(Dataset entries)
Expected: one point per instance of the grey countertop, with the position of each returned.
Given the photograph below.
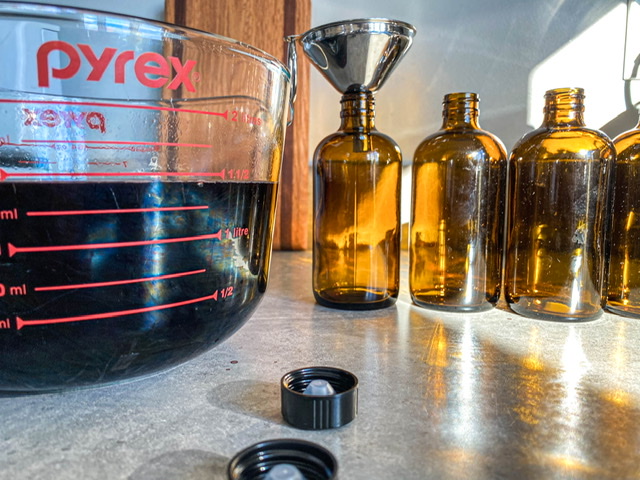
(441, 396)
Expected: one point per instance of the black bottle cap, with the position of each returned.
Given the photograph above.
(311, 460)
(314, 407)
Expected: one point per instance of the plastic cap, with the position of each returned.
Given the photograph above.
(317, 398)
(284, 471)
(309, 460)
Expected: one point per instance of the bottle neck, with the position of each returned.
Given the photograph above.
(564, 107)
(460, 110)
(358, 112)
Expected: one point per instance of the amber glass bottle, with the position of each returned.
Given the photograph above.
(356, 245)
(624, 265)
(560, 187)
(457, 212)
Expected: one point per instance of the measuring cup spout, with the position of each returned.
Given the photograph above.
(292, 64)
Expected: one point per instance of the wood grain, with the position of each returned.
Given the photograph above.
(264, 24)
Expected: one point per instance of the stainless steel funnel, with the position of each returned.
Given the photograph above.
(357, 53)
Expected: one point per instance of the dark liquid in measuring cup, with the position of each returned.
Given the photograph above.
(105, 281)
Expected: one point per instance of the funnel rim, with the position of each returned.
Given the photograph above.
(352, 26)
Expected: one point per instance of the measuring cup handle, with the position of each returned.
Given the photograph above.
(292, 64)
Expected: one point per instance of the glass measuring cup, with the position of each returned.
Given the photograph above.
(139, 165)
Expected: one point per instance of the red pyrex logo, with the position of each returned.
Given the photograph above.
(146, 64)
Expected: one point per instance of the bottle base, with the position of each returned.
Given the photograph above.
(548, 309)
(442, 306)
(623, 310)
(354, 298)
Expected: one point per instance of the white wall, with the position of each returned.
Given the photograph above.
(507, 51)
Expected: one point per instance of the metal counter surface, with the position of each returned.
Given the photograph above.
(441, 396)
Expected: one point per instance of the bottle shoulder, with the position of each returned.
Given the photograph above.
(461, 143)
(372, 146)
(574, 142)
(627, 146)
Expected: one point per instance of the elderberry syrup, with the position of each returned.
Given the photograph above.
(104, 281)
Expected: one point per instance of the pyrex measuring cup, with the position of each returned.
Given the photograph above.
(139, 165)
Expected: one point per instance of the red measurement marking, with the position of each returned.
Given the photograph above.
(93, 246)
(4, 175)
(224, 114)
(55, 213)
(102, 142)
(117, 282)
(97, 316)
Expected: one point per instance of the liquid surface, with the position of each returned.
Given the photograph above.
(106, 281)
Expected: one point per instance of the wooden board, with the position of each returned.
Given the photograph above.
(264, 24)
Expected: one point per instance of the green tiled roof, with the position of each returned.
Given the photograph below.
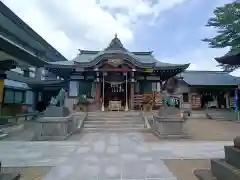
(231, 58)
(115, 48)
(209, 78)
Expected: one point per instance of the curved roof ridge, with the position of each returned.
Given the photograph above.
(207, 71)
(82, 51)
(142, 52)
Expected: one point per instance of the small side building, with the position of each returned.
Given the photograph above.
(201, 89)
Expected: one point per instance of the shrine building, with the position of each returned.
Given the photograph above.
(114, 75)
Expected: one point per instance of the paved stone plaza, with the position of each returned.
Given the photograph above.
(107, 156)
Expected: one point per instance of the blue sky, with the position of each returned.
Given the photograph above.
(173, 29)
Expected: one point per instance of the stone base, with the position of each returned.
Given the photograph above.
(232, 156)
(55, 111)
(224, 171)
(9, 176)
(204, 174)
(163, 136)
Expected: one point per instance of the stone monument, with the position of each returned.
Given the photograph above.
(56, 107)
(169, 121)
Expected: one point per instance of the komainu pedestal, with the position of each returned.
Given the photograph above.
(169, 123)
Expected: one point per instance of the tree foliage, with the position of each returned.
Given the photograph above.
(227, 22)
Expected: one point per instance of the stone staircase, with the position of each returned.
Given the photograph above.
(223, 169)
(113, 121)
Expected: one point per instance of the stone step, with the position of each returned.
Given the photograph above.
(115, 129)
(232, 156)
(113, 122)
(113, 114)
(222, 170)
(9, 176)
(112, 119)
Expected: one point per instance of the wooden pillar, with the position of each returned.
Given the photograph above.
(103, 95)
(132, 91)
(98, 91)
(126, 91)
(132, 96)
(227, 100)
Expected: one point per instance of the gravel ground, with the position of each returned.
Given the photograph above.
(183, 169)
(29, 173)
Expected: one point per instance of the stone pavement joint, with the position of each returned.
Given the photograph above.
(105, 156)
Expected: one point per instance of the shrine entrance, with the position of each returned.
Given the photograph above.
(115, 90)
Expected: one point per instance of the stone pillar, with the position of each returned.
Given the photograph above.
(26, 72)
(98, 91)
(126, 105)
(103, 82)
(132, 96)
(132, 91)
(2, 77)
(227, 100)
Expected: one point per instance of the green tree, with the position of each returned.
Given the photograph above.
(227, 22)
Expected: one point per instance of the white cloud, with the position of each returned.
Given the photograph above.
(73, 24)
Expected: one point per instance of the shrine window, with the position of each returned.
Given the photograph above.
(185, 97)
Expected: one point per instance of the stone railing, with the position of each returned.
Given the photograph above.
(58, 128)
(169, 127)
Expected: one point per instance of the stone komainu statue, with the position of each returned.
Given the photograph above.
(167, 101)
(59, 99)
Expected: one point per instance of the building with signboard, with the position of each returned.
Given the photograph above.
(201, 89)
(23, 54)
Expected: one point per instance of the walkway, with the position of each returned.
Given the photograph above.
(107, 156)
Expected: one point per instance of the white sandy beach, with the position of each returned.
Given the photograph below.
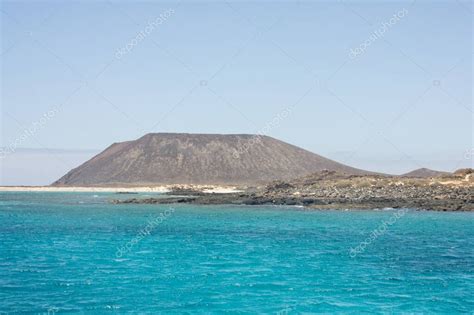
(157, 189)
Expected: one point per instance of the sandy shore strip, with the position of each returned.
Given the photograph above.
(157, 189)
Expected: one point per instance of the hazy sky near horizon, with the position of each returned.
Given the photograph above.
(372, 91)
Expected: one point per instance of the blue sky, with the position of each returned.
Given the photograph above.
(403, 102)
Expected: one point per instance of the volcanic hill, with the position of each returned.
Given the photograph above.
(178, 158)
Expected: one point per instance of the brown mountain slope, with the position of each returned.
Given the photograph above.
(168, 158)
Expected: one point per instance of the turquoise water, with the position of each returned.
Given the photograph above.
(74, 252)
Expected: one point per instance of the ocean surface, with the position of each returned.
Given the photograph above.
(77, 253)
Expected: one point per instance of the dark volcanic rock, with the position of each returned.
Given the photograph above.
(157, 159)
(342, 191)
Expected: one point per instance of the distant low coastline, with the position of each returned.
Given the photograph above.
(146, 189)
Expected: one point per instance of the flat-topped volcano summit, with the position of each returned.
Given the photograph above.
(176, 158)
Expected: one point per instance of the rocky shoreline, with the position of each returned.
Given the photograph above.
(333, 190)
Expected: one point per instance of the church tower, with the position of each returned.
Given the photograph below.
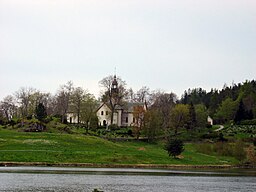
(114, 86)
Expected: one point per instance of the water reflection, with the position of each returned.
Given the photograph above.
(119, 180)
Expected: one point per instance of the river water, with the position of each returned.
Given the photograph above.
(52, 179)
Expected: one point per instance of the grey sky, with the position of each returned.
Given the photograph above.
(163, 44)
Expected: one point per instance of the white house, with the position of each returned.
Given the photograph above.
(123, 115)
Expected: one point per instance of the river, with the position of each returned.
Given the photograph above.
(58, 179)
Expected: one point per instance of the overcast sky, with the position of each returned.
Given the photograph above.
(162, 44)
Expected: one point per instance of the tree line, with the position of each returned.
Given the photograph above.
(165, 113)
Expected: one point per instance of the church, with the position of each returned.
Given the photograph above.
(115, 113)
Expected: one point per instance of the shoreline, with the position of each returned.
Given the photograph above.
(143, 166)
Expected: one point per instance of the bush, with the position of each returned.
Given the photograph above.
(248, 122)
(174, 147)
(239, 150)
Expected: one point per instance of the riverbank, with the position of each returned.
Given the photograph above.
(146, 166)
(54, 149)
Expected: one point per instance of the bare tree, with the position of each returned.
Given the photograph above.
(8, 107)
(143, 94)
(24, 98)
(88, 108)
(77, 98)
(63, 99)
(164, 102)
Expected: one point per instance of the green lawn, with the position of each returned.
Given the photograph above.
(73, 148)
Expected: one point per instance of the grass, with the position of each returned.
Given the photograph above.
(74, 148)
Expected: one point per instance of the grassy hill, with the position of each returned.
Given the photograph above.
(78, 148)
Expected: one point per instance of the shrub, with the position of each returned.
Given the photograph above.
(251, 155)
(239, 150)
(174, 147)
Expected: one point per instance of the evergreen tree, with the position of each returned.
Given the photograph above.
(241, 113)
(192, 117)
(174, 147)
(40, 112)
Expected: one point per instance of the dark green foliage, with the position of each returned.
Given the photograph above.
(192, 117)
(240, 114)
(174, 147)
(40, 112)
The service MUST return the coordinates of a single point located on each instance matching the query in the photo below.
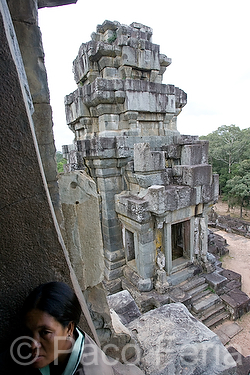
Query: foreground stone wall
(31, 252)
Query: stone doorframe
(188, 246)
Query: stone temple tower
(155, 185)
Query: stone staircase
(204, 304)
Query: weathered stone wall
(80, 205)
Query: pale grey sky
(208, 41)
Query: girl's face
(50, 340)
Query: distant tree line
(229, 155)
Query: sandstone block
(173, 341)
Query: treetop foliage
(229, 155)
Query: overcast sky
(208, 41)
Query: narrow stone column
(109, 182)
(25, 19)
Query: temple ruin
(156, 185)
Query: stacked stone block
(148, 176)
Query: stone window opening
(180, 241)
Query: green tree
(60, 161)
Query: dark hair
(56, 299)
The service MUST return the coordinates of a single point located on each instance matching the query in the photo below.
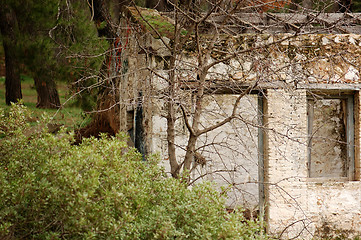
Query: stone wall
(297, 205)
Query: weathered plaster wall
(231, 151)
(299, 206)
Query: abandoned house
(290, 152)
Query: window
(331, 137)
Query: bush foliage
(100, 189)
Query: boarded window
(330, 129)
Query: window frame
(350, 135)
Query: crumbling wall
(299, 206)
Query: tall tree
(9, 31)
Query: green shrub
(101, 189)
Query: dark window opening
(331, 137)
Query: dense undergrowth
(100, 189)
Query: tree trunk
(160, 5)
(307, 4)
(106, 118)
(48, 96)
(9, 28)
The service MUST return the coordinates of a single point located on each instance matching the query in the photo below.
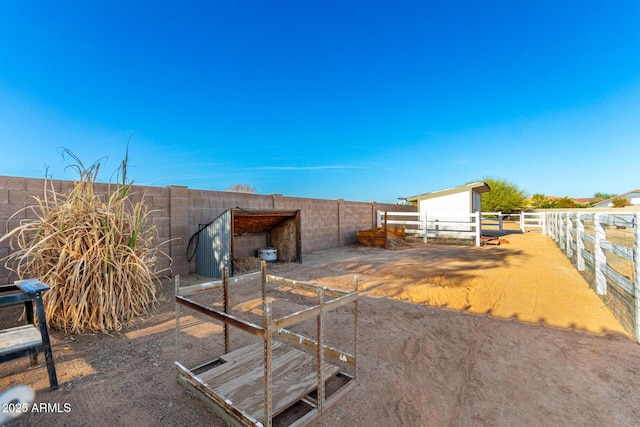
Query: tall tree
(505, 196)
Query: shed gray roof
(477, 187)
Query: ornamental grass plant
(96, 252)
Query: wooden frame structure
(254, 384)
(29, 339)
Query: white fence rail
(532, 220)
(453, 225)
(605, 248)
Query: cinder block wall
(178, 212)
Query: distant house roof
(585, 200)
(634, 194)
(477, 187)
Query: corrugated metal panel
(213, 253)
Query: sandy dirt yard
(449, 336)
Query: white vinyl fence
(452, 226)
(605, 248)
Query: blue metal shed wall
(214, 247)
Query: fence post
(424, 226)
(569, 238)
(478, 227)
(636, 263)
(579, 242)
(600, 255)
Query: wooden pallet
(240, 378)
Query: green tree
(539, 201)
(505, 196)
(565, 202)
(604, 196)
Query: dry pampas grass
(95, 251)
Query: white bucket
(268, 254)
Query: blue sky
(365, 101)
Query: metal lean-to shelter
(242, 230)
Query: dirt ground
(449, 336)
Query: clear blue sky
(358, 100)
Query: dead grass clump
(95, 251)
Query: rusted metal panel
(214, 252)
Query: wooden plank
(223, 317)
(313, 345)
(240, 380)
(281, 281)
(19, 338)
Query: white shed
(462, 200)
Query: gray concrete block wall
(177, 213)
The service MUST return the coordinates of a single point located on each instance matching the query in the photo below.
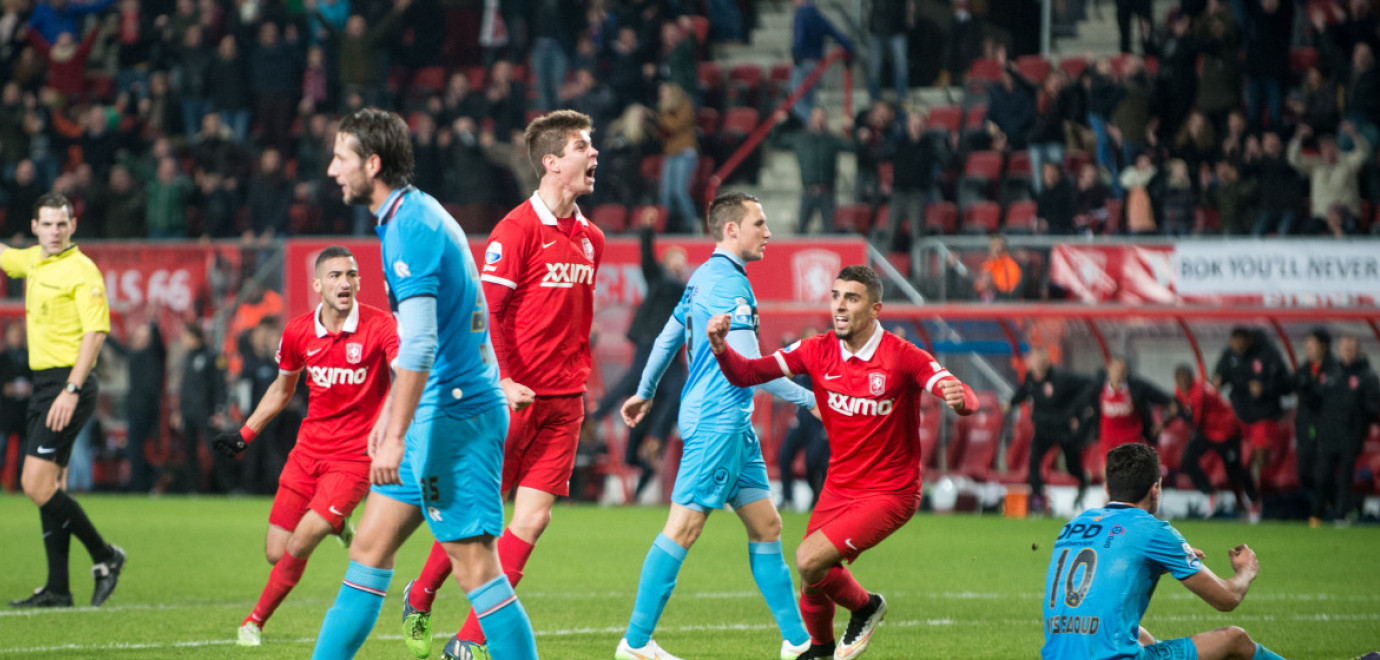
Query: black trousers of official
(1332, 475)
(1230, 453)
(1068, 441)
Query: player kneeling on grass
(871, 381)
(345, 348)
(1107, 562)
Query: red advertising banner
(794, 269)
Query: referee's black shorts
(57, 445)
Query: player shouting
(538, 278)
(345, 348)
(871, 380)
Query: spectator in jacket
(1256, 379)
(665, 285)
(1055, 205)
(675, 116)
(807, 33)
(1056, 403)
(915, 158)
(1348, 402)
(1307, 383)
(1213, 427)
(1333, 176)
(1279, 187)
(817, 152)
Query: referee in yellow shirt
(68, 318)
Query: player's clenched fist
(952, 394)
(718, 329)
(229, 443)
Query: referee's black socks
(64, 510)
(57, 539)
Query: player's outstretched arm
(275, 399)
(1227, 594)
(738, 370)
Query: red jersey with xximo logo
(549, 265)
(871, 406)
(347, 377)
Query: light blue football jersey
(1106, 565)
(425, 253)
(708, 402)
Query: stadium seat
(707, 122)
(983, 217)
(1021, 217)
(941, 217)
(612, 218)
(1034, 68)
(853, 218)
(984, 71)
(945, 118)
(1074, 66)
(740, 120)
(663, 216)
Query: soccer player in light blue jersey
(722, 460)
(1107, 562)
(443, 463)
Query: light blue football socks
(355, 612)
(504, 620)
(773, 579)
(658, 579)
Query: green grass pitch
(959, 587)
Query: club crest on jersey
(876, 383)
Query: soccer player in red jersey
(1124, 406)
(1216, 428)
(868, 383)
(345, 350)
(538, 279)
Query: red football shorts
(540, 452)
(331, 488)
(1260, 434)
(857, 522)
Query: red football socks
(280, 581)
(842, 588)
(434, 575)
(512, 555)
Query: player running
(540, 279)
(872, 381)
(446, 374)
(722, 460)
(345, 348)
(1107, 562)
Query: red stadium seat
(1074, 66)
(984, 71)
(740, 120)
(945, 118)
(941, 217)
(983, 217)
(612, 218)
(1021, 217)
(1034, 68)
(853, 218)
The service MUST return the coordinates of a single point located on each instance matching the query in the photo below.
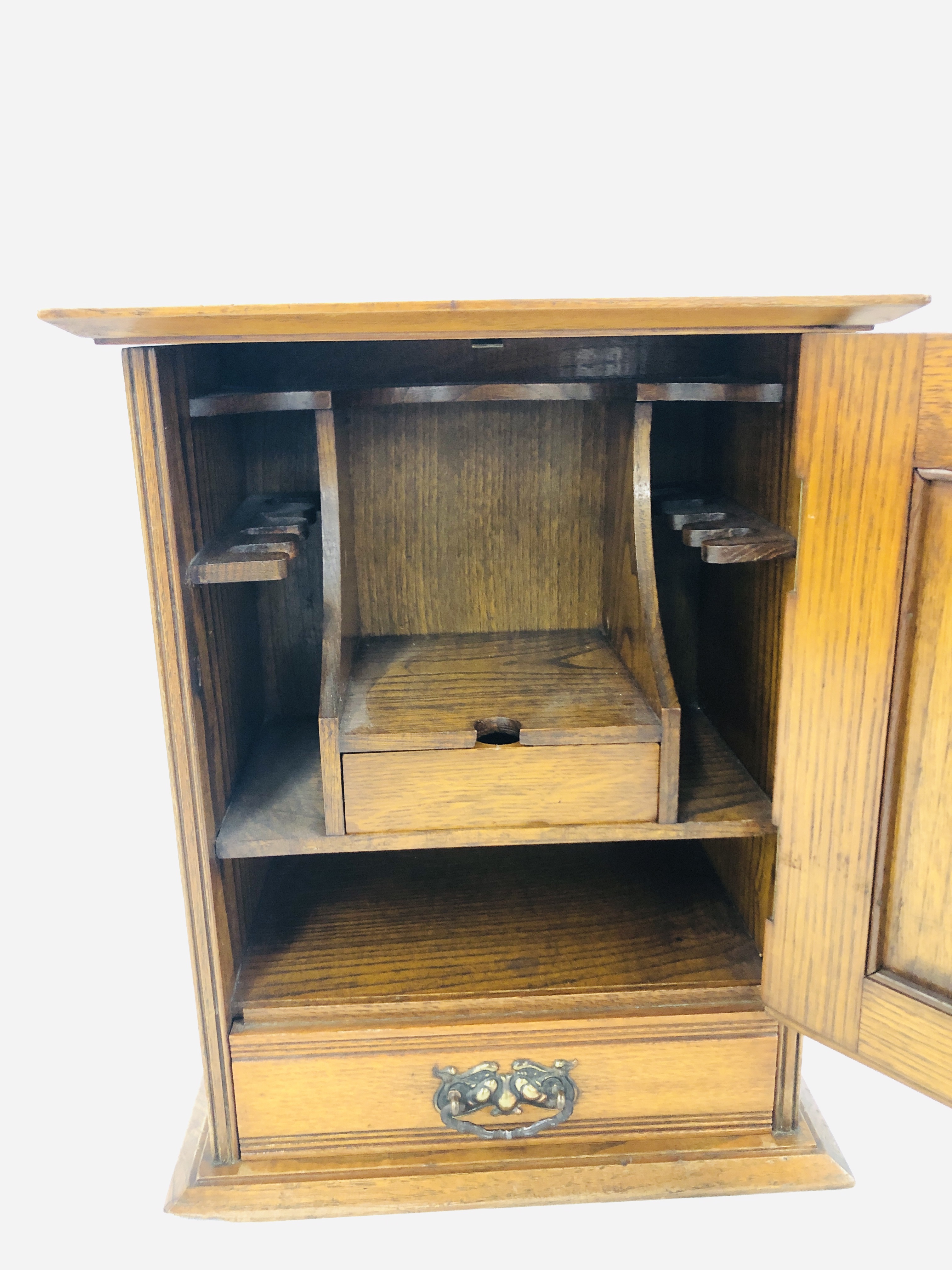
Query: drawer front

> **THE PROBLEM**:
Some lines above hold the word "shrine". Copy all of them.

> **ANSWER BOX**:
Expected: one point per instance of the shrine building, with the position of each returned.
Expected: one point per instance of the shrine entrance, with the position of each returned.
Expected: one point per instance of the shrine window, with the position of each returned.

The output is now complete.